A period of rest following a traumatic event can reduce the subsequent development of involuntary "memory intrusions," one of the hallmark symptoms in post-traumatic stress disorder, a new UCL study has found. The study, published in Scientific Reports and funded by the European Research Council and Wellcome, suggests memory disturbances in post-traumatic stress disorder may be ameliorated by increased "consolidation" (a process by which memories are stored and contextualised), which could shed new light on treatment and prevention.
Lead author Dr Lone Hørlyck (UCL Institute of Cognitive Neuroscience) said: "Over a lifetime, many people experience traumatic events but most people do not develop persistent trauma symptoms. "Identifying which mechanisms might contribute to memory intrusions in PTSD is important, as these disturbances comprise an important maintaining factor in the disorder."
For the study, researchers presented 85 participants with emotionally negative videos, followed by either a period of wakeful rest or a simple control task - where participants were required to pay attention to numbers on a screen. The videos comprised highly emotional content, such as badly injured people or serious accidents.
The study found that participants who had a period of rest following the viewing of negative videos reported fewer memory intrusions related to the videos over the following week. In contrast, there was no difference between rest and the simple control task on a memory test, assessing how much participants remembered when they wanted to.
Rest and certain phases of sleep are known to increase processing in the hippocampus, a key region of the brain for memory, and which places memories in context. According to the researchers, the results suggest that a strengthening of this contextual memory system is beneficial in preventing memory intrusions following trauma.

§ Entries supplied
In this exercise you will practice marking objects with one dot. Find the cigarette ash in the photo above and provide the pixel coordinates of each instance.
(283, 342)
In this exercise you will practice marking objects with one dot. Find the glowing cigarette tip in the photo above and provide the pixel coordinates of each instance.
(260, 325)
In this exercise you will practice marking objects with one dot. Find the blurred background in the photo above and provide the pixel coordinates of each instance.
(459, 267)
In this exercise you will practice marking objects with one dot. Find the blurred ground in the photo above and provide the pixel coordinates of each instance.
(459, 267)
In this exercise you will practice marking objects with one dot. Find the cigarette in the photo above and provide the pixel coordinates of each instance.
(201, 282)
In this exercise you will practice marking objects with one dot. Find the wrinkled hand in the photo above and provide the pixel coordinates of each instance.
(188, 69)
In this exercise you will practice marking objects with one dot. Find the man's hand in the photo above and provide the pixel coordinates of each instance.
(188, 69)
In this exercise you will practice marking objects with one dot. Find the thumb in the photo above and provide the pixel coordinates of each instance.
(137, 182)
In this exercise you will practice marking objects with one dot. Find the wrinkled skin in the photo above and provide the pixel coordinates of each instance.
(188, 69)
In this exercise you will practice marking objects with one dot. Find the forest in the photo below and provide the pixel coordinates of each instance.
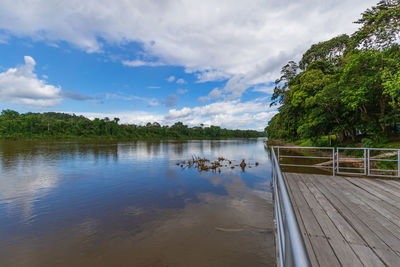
(52, 125)
(347, 88)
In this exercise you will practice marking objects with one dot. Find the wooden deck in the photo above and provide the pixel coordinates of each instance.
(347, 221)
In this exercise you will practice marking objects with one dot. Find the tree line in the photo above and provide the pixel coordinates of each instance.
(52, 125)
(348, 86)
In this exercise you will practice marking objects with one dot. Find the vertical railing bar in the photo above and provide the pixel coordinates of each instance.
(295, 249)
(365, 161)
(333, 161)
(279, 159)
(398, 162)
(369, 162)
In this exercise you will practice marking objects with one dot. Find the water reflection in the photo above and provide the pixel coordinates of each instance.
(122, 203)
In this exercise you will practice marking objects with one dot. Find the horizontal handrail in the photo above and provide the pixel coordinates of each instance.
(291, 248)
(366, 159)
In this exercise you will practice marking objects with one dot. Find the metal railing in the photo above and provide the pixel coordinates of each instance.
(336, 159)
(290, 244)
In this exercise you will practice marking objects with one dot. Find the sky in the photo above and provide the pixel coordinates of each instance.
(199, 62)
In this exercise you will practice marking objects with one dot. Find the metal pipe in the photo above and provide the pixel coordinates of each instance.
(369, 162)
(398, 163)
(297, 250)
(333, 161)
(365, 161)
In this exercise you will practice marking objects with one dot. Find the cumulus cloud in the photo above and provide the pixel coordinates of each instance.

§ Directions
Transcribe the section of the text on rest and trauma memory intrusions, starting with "Lead author Dr" and going on through "or serious accidents.".

§ Response to the exercise
Lead author Dr Lone Hørlyck (UCL Institute of Cognitive Neuroscience) said: "Over a lifetime, many people experience traumatic events but most people do not develop persistent trauma symptoms. "Identifying which mechanisms might contribute to memory intrusions in PTSD is important, as these disturbances comprise an important maintaining factor in the disorder."
For the study, researchers presented 85 participants with emotionally negative videos, followed by either a period of wakeful rest or a simple control task - where participants were required to pay attention to numbers on a screen. The videos comprised highly emotional content, such as badly injured people or serious accidents.